[Coordinate labeling data]
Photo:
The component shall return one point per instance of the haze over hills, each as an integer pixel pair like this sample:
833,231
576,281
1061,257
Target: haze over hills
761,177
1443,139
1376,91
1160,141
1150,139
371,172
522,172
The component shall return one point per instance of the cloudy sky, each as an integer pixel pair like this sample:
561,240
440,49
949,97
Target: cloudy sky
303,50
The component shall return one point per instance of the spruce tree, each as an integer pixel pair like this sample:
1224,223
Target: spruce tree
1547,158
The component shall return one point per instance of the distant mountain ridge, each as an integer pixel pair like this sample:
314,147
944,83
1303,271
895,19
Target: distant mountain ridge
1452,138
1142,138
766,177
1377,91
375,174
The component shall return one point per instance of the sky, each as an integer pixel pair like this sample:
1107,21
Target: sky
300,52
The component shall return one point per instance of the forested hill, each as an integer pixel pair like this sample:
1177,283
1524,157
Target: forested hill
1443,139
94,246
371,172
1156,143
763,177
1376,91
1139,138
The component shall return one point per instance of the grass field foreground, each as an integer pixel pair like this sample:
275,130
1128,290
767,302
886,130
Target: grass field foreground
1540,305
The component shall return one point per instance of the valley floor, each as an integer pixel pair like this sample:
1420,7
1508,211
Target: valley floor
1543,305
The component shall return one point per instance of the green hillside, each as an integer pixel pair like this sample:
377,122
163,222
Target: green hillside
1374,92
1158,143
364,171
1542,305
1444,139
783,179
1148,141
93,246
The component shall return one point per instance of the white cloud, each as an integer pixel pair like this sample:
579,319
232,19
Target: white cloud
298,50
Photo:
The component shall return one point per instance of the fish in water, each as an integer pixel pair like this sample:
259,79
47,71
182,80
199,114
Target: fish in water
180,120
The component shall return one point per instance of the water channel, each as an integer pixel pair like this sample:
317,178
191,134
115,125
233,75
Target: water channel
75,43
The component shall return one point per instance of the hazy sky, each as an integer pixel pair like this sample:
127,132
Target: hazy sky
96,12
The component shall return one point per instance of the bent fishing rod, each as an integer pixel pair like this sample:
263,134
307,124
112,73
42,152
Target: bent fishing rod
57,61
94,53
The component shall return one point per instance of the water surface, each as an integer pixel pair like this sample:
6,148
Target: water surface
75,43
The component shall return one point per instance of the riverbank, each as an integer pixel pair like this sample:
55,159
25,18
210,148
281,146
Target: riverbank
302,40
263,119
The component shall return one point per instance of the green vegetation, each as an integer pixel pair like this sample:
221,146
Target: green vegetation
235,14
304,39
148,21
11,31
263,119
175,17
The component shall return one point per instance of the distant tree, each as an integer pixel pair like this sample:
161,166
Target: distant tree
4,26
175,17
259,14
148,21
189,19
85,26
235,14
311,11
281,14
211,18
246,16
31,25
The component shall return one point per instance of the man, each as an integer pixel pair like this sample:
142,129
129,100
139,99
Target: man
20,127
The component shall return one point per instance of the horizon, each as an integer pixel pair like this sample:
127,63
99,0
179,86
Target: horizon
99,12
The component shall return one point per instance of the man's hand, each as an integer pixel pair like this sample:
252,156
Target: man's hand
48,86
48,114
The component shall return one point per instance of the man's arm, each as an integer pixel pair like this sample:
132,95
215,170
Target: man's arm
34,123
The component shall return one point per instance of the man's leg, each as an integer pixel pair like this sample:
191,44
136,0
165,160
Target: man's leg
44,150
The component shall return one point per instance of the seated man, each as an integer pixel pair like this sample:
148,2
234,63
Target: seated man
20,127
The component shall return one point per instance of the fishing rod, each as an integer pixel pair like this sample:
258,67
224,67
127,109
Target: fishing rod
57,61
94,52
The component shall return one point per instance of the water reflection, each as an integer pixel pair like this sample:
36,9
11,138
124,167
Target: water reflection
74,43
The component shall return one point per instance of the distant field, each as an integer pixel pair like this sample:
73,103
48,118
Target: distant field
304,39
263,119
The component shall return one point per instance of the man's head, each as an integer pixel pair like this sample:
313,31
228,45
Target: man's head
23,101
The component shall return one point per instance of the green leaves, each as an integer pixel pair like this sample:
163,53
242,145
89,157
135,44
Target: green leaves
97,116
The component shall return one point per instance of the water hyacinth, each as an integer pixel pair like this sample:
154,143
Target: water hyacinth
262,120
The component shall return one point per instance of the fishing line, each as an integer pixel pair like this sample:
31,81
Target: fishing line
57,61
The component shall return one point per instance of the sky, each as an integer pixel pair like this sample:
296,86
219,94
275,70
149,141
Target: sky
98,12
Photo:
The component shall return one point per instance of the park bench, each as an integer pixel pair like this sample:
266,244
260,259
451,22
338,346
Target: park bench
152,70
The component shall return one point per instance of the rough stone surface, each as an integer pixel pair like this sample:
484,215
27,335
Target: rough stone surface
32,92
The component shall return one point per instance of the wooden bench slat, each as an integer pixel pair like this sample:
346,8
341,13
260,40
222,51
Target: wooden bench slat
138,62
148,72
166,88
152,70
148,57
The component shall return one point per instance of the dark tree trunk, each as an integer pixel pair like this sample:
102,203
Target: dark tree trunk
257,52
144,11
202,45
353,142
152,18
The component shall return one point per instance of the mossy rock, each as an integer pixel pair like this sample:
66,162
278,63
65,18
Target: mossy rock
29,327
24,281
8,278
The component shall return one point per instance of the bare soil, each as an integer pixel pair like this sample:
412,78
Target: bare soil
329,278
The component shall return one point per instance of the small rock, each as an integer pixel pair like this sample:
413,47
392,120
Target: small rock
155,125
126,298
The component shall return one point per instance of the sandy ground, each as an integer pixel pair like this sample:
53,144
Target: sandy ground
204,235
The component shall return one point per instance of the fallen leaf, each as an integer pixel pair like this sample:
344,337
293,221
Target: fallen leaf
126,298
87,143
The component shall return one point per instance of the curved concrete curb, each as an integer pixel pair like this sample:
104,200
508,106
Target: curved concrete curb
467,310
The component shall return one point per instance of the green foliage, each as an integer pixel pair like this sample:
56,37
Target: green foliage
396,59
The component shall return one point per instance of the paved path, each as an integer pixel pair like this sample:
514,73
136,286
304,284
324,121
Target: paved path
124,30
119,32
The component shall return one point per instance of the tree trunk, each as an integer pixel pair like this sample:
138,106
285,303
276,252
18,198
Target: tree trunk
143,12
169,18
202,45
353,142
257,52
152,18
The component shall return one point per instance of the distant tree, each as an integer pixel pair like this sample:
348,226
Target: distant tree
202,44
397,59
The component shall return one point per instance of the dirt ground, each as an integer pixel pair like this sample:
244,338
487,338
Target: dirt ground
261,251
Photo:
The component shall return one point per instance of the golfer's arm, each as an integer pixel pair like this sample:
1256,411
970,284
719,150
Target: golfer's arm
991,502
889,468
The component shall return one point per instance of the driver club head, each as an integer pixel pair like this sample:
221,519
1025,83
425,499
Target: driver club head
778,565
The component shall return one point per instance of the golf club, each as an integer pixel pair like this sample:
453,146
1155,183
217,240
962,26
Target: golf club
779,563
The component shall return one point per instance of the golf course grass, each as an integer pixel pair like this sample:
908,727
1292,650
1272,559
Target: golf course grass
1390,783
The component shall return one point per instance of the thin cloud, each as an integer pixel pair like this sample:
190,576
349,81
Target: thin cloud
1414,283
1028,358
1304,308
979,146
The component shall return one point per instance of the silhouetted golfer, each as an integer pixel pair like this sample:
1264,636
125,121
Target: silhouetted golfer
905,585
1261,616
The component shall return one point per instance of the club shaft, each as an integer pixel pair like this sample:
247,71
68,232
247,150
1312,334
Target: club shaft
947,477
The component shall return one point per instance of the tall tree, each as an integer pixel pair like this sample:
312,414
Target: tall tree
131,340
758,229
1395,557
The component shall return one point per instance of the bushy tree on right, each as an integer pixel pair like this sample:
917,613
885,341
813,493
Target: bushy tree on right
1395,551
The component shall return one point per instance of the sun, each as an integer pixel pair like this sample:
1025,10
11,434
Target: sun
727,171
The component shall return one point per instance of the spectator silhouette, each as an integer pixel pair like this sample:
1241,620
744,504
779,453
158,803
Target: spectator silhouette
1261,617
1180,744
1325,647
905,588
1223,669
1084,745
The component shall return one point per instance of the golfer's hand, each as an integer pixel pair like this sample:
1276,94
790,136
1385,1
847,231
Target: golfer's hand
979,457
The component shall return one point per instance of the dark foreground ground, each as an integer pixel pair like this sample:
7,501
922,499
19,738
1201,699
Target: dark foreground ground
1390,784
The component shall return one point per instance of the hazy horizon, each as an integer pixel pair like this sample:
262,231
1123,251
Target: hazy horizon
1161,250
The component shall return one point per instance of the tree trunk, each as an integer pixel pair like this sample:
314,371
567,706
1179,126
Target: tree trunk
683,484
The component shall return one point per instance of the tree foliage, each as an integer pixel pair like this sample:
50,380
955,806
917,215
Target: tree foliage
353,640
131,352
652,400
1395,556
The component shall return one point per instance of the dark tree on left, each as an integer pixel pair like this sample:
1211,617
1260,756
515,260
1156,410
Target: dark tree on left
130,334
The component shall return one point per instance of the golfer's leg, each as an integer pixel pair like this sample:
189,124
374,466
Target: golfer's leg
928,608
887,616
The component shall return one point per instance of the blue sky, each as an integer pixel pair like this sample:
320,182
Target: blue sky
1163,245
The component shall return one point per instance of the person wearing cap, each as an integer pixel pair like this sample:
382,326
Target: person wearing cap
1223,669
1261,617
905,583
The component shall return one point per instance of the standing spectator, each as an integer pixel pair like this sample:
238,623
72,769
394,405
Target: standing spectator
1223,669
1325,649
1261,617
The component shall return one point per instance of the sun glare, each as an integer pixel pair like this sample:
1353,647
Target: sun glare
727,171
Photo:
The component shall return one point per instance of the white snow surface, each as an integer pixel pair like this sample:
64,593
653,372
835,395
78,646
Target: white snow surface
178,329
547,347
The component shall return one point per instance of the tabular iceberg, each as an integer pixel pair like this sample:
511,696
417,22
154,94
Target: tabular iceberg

*DIRECTIVE*.
Starting at the line that contains "golfer's leg, each", copy each line exactly through the end of the listing above. Include that first line and the last one, and add nothing.

*OUTPUT FOR THIS TASK*.
The component shall return one point per instance of the golfer's leg, each as an integer pixel pair like this sample:
189,124
374,466
Target: golfer's leg
928,608
887,616
The component shall return one point per instance of the blue sky, each as an integer pixel pair like this sample:
320,182
Target: blue sky
1163,245
The component shall return one point per instance of the person wearing cap, each as an integer pixel pair like this sample:
382,326
Target: person wearing cap
1223,669
1261,617
905,583
The component shall return one point per instance of the standing spectator, each as an integer pixel pair like this sample:
238,623
72,769
394,405
Target: standing spectator
1223,669
1325,649
1261,617
The component shall return one point per instance of the sun glare, each as an integer pixel pair like this sample:
1353,647
Target: sun glare
727,171
Photo:
The component shall return one point per instance of the white snow surface, each as an integer pixel pair like this sample:
64,593
653,372
835,395
78,646
Target: white snow surface
178,329
547,347
The component shall return one point per instance of the tabular iceberg, each as an integer pixel pair like this sample:
511,696
417,22
154,94
Target: tabular iceberg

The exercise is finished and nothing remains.